> **Required actions**:
1. In the excerpt on deportations to Haiti, how much money was each migrant who arrived in Haiti given?
2. Reproduce the stretch of the excerpt on deportations to Haiti from "All were given" through "of National Migration.", without any changes.

The administration launched the deportations of the migrants under Title 42, a section of the Public Health Safety Act which had been invoked by former President Donald Trump during the pandemic to quickly expel asylum seekers from the country.
The lawmakers, led by Reps. Ayanna Pressley and Nydia Velázquez, argued the Biden administration should consider indefinitely halting deportations to Haiti, update eligibility for a form of humanitarian relief, and help mitigate Covid 19 in the country.
A statement issued by Pressley said: ”The Biden administration cannot claim it is doing everything it can to support the Haitian community while continuing to unjustly deport Haitians as the island weathers its worst political, public health and economic crises yet.”
A country still in chaos
Haiti is still in chaos after a major earthquake last month which resulted in more than 2,000 deaths and thousands more injuries, as well as the assassination of its late President Jovenel Moise in July.
Last Thursday it was reported that more than 9,000 migrants queued up outside the US border at Del Rio, Texas and the figure is increasing daily. Approximately 12,000 migrants have been camped around a bridge in Del Rio after crossing from Ciudad Acuna, Mexico and these people are among those the US authorities are moving to expel.
Yesterday, more than 320 migrants arrived in Port-au-Prince on three flights, and Haiti said six flights were expected today while the US plans to raise its number of daily expulsion flights to seven on Wednesday – four to Port-au-Prince and three to Cap-Haitien.
Many of those who arrived in Haiti on Sunday wondered where they would sleep and how they would make money to support their families as they lined up to receive plates of rice, beans, chicken and plantains..
All were given $100 and were tested for Covid 19, though authorities were not planning to put them into quarantine, said Marie-Lourde Jean-Charles from the Office of National Migration.
Mexico to add to deportation flights
Mexico said on Sunday that it would also begin deporting Haitians to their homeland. A government official said the flights would leave from towns near the US border and from the border with Guatemala, where the largest group remains.
For several years Haitians have been migrating to the US from South America in large numbers, many having left their homeland after the devastating 2010 earthquake when, according to the Haitian government, the dead numbered more than 300,000.
The earthquake’s magnitude, not seen in Haiti since the 18th century, left the country in ruins with some cities levelled. It was estimated that some three million people, nearly one third of the country’s population, were affected by the earthquake. Of these, over one million were left homeless.

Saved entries
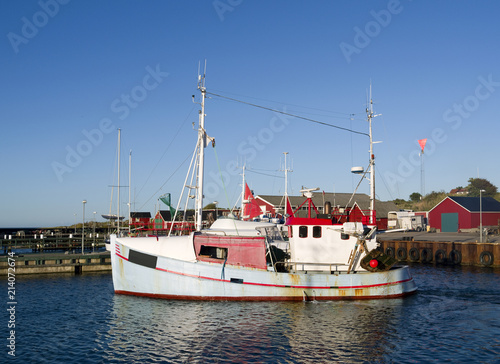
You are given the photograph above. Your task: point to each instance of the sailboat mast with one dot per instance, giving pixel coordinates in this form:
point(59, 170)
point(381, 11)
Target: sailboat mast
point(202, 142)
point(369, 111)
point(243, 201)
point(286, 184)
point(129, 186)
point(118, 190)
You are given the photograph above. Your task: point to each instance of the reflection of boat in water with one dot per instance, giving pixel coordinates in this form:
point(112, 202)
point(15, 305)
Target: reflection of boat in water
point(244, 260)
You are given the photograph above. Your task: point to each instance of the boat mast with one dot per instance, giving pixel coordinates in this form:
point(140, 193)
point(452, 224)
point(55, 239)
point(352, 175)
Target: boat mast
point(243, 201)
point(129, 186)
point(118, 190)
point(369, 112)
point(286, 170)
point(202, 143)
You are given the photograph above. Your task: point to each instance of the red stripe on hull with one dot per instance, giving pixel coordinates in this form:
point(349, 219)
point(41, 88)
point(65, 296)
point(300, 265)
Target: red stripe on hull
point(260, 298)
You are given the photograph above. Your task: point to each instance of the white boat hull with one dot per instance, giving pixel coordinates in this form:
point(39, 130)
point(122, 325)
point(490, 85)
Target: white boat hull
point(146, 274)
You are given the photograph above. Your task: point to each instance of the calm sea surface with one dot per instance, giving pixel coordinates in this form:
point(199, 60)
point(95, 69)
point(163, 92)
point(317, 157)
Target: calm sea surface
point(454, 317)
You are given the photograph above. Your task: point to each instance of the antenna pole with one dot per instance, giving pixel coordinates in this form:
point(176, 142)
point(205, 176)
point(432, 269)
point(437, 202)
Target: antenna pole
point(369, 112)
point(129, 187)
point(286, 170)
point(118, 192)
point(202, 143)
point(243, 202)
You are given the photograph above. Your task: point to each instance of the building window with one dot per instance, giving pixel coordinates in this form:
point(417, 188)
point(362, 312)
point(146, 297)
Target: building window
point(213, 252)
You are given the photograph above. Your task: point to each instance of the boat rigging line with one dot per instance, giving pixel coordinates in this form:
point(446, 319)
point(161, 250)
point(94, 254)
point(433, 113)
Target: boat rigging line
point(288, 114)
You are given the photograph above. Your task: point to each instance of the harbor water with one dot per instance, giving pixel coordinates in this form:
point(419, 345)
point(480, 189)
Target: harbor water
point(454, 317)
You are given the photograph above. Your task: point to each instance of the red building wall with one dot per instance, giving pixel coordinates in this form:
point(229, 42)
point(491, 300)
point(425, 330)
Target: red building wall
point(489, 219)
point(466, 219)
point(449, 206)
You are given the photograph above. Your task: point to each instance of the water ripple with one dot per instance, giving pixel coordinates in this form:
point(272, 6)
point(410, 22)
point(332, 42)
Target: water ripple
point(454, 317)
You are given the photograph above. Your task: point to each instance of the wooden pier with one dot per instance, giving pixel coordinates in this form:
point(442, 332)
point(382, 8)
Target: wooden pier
...
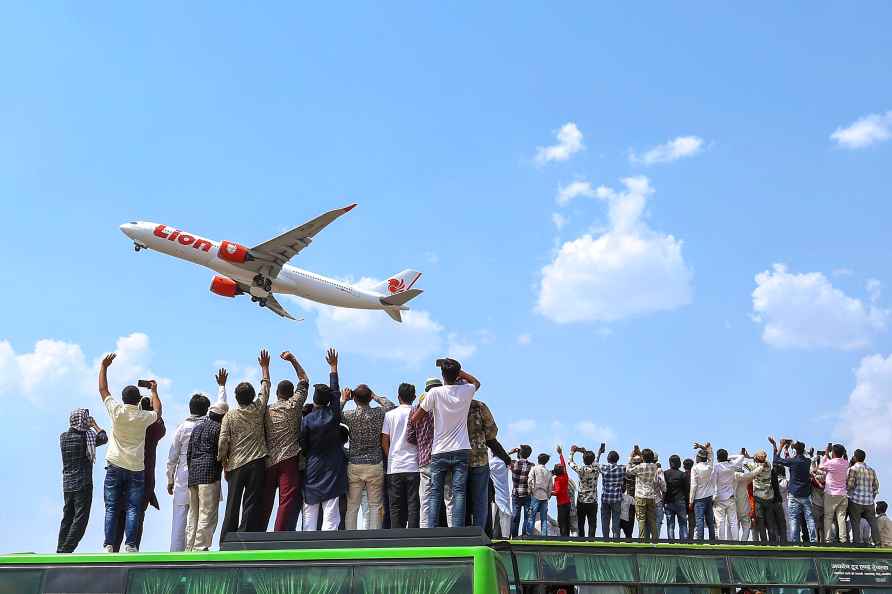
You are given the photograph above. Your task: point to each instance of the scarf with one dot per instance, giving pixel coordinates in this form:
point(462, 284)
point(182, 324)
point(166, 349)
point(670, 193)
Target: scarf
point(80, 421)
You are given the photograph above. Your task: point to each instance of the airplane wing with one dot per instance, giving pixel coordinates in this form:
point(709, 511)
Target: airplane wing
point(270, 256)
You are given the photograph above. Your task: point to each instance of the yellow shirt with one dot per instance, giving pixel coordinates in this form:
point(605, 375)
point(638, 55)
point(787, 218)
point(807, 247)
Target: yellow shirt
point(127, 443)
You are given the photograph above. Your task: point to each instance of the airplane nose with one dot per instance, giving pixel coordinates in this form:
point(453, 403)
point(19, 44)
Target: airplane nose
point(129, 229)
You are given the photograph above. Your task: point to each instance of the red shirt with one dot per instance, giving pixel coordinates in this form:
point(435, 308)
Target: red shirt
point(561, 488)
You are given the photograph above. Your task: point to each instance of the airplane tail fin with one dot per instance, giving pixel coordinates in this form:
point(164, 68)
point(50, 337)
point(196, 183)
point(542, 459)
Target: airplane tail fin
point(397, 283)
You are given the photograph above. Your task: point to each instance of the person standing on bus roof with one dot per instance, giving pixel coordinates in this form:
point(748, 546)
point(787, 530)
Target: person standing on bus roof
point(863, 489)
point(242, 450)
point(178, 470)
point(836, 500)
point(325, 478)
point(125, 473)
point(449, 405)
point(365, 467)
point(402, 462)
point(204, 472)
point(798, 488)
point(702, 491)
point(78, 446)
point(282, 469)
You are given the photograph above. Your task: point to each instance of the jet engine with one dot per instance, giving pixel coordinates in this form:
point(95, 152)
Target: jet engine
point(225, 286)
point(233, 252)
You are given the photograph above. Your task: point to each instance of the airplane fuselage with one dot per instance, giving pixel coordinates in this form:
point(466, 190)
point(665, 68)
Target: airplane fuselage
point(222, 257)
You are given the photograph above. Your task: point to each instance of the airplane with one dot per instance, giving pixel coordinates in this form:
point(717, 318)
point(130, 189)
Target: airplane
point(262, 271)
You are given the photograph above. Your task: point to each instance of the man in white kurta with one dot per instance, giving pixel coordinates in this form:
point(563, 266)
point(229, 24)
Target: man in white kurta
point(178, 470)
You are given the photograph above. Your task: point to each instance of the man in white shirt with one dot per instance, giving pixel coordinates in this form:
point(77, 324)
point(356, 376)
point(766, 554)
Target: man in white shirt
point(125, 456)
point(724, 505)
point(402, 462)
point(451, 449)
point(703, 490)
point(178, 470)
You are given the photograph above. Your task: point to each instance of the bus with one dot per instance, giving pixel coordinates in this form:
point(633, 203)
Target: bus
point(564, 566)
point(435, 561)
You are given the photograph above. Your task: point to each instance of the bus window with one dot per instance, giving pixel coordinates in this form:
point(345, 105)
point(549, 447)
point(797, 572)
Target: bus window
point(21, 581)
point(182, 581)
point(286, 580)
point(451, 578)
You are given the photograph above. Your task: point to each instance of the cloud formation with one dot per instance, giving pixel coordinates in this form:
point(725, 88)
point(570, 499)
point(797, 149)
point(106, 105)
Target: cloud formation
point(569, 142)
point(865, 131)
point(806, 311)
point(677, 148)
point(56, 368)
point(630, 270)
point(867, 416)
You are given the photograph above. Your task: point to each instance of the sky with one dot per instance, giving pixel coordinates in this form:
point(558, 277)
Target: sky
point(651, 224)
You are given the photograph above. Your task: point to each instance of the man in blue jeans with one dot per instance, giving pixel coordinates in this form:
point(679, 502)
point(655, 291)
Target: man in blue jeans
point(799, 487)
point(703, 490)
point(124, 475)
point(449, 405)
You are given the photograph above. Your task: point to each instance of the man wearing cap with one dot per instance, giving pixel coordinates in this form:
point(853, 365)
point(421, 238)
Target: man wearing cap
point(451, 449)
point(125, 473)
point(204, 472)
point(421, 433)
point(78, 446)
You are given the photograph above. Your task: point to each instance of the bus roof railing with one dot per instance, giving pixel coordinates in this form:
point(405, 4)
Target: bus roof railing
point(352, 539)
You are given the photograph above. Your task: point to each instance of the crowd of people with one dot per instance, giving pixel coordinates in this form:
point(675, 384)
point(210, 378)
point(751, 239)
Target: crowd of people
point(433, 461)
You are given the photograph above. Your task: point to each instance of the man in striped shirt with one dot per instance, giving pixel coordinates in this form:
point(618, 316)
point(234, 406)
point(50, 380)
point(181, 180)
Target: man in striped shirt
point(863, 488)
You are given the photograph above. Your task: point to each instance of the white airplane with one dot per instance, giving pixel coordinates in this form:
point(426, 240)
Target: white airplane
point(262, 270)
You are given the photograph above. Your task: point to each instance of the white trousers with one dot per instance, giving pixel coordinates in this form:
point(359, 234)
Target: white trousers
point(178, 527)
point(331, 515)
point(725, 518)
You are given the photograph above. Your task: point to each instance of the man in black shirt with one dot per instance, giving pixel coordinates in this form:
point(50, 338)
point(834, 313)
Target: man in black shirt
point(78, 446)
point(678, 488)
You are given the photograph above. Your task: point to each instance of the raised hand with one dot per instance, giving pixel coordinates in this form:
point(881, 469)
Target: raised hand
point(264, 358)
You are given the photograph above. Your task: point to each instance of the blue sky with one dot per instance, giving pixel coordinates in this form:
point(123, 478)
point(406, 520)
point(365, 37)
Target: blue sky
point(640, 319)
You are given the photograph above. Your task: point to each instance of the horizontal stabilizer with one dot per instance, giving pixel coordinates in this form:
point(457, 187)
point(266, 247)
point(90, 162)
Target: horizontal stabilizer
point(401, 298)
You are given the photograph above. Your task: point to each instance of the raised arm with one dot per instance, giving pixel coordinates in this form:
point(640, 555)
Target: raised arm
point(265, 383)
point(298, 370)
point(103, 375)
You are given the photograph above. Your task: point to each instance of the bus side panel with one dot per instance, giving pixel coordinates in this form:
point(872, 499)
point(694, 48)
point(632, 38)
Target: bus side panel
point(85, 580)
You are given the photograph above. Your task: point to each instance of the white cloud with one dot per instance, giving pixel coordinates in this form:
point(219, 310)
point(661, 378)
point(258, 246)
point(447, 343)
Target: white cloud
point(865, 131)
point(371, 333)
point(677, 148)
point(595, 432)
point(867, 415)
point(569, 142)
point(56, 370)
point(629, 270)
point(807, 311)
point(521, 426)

> **Task responses**:
1. Each migrant was given $100.

2.
All were given $100 and were tested for Covid 19, though authorities were not planning to put them into quarantine, said Marie-Lourde Jean-Charles from the Office of National Migration.